**PROVIDED TEXT**
# LCD or CRT for better viewing ??



## ramsingh (Feb 12, 2008)

i have a 17 " CRT (Samsung) nd watched a lot of movies on it..(DVDs nd HD Rip).. i hav seen the same movies on LCD.. i somehow feel that LCD was not as good as CRT... can anyone suggest the reason...


----------



## PCWORM (Feb 12, 2008)

1. U cannot switch between resolutions on an LCD,, i.e it will b clear only on
    its native resolution...
2. Image ghosting is prominent in LCD's which makes it unappropriate for
    handling fast motion scenes as seen in movies.


----------



## anand1 (Feb 12, 2008)

Actually LCD is good as we look for the technological advancement. LCD's Power Usage is minimal han the CRT and also it's picture clarity and clearness in far more better than the CRT. This is because CRT uses the electron beanms to display images where as LCD uses special Loquid Crystal to Display it. Moreover it is easy to have the images generated from LCD without much distortion as it happens in CRT with stray electrons which gets diflected due to stray fields(external or internal).


----------



## ico (Feb 12, 2008)

CRTs have higher refresh rates than LCDs. This is the only thing at which they are better. But newer LCDs with *=< 5ms* response times are good. Probably you would have watched movies at LCDs which have more response time. 

Also investing in little expensive LCD is saving much more electricity bill.

**SOURCE EXCERPT**
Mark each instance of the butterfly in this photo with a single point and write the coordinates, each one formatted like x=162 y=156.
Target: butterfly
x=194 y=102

**BRIEF**
Please repeat the part of the LCD versus CRT forum thread from "## ramsingh (Feb" to "suggest the reason..." word for word.

**EXERCISE OUTPUT**
## ramsingh (Feb 12, 2008)

i have a 17 " CRT (Samsung) nd watched a lot of movies on it..(DVDs nd HD Rip).. i hav seen the same movies on LCD.. i somehow feel that LCD was not as good as CRT... can anyone suggest the reason...